* Exercise details
Collect every line of the listing below that contains the string "blue", treating uppercase and lowercase as different.
┄┄┄┄┄┄┄┄┄┄
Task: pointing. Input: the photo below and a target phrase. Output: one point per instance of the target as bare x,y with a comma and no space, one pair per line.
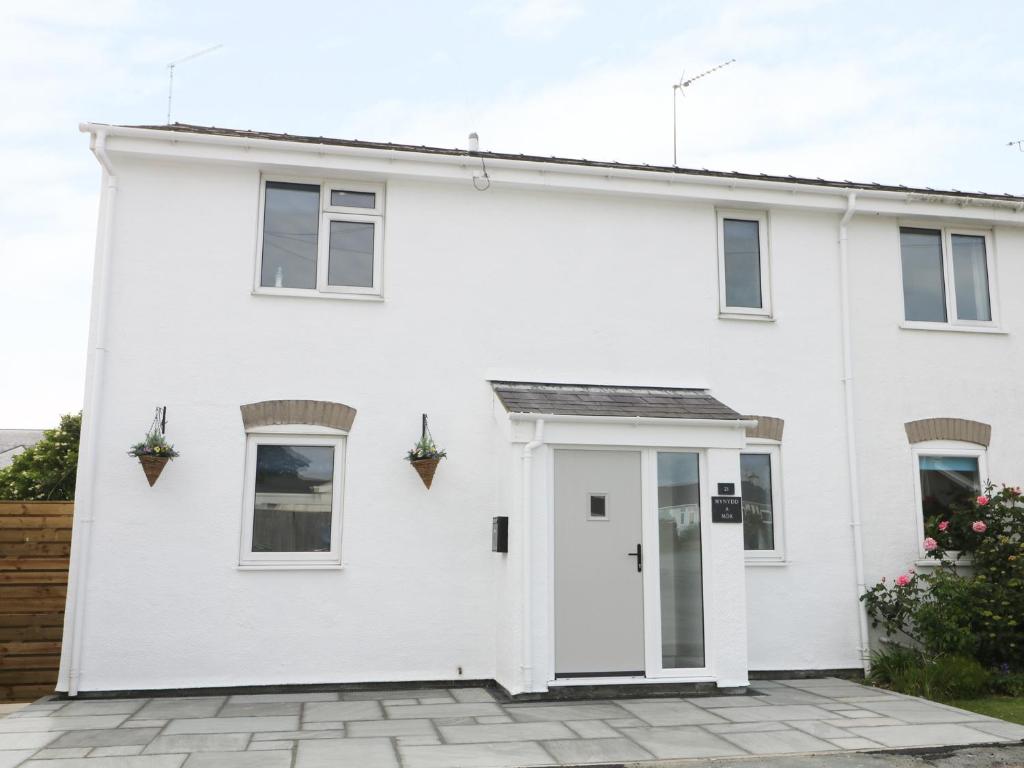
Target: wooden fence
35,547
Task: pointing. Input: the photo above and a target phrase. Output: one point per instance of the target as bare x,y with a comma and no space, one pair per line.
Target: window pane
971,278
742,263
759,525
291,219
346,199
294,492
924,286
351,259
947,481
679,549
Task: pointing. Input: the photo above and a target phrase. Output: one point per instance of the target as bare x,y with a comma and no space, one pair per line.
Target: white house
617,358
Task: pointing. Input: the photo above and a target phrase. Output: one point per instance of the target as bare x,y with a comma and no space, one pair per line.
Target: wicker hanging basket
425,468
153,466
┄┄┄┄┄┄┄┄┄┄
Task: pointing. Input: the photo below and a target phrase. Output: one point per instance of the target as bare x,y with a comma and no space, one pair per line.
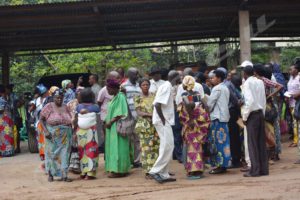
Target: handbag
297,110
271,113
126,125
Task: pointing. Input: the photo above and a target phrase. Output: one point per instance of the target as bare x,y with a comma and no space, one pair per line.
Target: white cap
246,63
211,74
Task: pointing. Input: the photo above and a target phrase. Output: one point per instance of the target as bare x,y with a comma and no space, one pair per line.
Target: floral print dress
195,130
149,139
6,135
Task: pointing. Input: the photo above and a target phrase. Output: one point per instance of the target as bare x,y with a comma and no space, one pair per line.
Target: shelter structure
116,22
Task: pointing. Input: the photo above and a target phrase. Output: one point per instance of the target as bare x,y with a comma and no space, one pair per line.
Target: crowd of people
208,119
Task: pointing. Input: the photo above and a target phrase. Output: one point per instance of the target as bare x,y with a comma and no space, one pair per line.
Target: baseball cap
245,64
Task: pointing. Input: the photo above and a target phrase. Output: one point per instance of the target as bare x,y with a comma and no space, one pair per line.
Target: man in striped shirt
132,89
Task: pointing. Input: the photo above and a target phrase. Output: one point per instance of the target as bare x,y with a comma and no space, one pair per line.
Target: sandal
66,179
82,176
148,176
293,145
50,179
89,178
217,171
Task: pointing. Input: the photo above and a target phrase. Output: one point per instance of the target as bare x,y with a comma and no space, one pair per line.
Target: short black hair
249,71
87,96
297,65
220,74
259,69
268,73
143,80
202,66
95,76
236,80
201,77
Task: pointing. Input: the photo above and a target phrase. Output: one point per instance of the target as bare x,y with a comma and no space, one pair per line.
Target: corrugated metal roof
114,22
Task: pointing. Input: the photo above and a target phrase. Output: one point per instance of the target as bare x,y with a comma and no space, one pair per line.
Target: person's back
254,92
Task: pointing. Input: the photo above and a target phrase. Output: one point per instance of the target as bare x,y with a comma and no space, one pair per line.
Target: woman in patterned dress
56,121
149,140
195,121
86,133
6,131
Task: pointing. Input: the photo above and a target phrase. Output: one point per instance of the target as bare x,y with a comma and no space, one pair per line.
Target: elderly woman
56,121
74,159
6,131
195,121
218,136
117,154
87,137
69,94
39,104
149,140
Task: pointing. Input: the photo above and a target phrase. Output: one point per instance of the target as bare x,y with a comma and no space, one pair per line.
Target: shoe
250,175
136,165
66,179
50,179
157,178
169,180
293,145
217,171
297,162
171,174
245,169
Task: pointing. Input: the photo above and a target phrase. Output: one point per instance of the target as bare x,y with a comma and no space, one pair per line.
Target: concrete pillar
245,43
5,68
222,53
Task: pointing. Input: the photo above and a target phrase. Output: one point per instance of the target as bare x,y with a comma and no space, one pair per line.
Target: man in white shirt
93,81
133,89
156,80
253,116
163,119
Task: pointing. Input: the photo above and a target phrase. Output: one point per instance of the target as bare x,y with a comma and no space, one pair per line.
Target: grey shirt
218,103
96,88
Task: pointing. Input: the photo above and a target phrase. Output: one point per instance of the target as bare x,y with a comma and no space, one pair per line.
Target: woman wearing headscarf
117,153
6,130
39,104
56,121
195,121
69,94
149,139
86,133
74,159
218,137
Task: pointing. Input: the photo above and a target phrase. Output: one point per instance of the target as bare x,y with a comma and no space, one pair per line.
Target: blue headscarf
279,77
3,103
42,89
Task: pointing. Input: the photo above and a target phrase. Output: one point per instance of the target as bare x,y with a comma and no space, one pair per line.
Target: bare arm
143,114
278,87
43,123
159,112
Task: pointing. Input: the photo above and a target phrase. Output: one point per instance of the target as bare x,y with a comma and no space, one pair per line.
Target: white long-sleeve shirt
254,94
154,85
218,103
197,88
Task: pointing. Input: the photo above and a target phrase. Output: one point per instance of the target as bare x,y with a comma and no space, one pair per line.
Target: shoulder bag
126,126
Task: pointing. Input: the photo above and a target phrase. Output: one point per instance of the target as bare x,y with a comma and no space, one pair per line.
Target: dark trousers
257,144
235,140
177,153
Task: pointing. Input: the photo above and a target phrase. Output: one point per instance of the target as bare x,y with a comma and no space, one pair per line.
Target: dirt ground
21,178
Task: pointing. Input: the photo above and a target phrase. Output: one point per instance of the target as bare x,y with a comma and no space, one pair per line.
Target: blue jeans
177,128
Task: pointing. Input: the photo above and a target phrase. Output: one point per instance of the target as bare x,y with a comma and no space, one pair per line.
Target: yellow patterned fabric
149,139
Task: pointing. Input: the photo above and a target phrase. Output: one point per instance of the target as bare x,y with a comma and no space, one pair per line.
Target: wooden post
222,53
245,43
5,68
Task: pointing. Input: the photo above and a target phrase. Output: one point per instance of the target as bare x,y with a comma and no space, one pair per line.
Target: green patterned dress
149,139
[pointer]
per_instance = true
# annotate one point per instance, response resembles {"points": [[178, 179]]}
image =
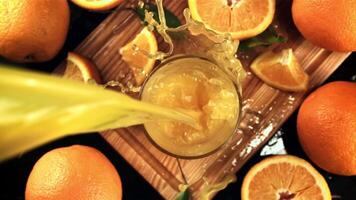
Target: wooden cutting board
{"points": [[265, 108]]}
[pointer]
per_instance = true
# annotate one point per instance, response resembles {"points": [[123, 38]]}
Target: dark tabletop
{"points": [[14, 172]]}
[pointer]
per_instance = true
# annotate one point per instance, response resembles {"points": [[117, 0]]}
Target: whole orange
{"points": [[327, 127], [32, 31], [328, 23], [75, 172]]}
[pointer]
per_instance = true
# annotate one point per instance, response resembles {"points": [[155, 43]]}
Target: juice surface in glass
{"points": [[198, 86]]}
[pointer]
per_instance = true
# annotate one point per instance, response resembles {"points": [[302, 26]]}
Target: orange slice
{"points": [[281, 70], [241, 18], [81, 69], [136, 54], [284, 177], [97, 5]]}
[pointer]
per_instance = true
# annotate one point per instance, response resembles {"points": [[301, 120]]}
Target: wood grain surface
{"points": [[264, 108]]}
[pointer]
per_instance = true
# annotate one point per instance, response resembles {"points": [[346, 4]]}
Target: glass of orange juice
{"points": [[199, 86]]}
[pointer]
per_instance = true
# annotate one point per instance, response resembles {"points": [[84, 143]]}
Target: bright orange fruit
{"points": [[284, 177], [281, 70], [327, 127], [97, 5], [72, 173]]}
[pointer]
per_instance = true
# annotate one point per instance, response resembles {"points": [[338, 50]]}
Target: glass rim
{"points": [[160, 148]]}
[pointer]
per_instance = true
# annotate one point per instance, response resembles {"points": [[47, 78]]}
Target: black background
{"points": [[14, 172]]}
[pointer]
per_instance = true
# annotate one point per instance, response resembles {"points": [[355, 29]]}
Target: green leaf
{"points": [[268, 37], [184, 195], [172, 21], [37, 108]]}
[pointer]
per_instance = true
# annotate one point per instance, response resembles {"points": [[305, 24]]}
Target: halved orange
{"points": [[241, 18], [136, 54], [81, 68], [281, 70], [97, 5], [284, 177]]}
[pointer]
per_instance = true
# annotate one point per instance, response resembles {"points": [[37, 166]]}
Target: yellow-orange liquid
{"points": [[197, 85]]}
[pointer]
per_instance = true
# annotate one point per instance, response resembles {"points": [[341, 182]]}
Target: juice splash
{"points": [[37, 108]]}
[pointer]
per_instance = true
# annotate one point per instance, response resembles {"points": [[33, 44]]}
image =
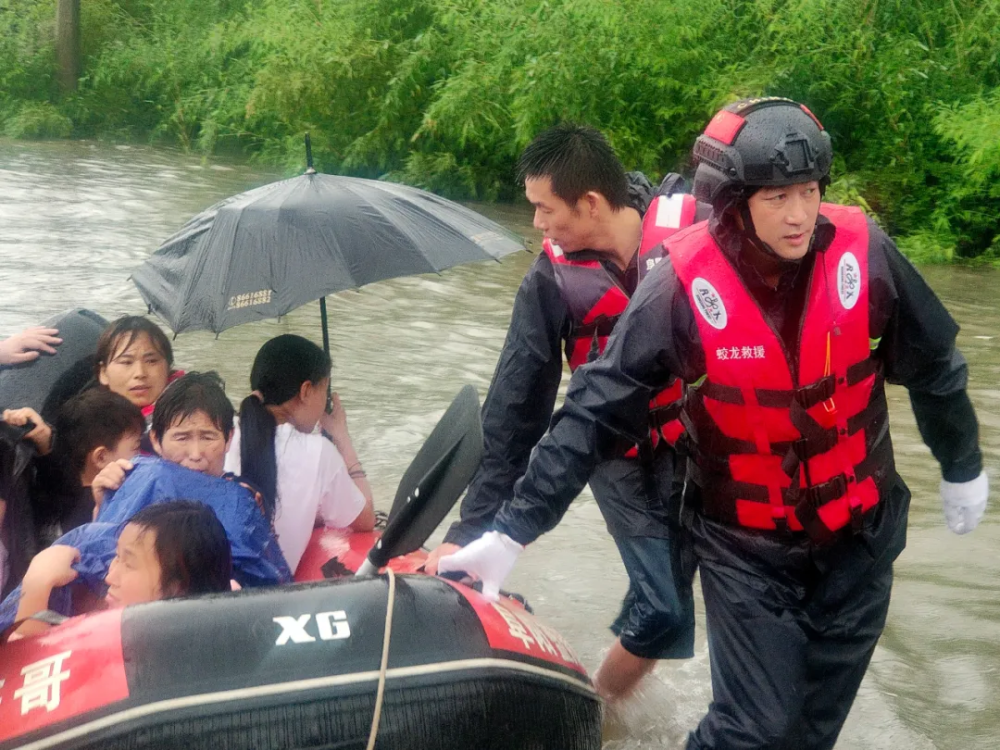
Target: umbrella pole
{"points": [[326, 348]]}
┄┄┄┄┄┄┄┄┄┄
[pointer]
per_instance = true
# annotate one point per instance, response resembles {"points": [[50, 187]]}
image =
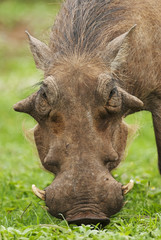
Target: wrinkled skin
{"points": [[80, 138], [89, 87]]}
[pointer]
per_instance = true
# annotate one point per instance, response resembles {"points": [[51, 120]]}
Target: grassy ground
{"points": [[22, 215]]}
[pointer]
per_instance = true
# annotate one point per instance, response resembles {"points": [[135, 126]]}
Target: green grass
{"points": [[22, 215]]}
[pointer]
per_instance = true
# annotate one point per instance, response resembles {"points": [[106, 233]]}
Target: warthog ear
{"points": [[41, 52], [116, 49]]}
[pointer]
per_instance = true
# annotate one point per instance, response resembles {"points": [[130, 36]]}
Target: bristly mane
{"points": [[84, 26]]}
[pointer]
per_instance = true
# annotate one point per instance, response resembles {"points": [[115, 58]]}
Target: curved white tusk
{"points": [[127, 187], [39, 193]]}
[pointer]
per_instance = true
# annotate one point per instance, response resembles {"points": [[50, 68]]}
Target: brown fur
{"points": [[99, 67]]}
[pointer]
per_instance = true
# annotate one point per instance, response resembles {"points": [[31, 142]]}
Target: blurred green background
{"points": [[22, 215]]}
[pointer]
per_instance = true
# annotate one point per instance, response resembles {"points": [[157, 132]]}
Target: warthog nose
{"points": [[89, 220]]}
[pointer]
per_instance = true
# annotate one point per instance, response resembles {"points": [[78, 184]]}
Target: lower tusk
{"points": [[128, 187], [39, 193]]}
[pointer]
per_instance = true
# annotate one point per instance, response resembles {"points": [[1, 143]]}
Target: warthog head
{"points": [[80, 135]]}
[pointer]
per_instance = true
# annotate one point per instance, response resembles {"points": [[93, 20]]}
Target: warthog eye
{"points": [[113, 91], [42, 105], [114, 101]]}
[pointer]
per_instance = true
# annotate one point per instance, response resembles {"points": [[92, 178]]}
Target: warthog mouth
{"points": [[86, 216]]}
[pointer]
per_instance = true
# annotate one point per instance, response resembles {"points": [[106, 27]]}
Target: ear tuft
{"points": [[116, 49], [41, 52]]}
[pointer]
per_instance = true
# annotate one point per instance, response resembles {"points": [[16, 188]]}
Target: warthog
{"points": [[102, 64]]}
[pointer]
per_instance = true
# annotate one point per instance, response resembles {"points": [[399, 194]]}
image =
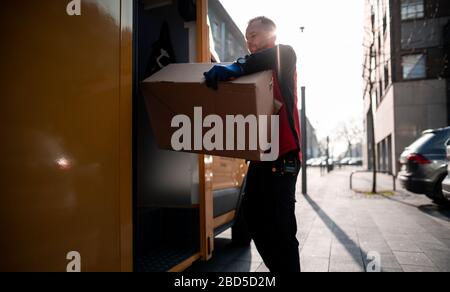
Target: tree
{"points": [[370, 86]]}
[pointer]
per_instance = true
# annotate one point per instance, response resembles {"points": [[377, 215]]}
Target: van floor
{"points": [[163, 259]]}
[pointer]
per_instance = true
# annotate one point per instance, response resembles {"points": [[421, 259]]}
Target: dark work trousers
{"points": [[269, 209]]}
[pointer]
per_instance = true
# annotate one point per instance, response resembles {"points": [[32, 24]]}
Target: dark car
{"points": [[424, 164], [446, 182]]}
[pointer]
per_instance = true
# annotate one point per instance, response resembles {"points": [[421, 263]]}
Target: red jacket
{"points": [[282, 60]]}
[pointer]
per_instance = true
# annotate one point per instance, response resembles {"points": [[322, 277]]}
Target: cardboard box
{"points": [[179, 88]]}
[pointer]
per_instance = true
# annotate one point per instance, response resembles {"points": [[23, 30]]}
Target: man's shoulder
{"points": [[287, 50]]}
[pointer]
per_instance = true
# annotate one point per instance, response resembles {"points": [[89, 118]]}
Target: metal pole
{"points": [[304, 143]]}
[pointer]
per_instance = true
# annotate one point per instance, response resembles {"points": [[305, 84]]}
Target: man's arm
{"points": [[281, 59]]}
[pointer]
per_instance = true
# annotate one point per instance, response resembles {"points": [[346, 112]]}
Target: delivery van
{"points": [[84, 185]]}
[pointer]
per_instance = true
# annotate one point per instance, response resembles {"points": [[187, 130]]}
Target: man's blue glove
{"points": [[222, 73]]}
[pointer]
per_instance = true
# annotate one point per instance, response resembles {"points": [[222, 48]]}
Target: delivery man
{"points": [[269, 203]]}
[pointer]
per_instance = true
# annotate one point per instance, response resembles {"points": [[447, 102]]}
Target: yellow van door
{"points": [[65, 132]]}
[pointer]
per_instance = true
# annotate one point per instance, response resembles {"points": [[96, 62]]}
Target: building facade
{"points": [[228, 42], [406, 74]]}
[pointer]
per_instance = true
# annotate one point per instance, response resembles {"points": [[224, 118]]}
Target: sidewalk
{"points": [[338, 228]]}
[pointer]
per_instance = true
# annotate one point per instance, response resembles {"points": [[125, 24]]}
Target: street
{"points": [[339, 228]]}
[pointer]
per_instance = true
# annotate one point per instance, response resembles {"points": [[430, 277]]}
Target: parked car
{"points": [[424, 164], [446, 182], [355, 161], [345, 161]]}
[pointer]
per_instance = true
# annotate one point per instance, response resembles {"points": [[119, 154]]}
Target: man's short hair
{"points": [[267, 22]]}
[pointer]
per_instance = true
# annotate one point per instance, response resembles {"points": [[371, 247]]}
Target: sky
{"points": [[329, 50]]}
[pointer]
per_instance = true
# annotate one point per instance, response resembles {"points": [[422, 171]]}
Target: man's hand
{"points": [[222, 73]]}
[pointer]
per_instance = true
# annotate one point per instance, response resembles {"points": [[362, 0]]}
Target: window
┄┄┄┄┄┄┄┄┄┄
* Response to the exercise
Target: blue headscarf
Target: blue jeans
Target: man's blue glove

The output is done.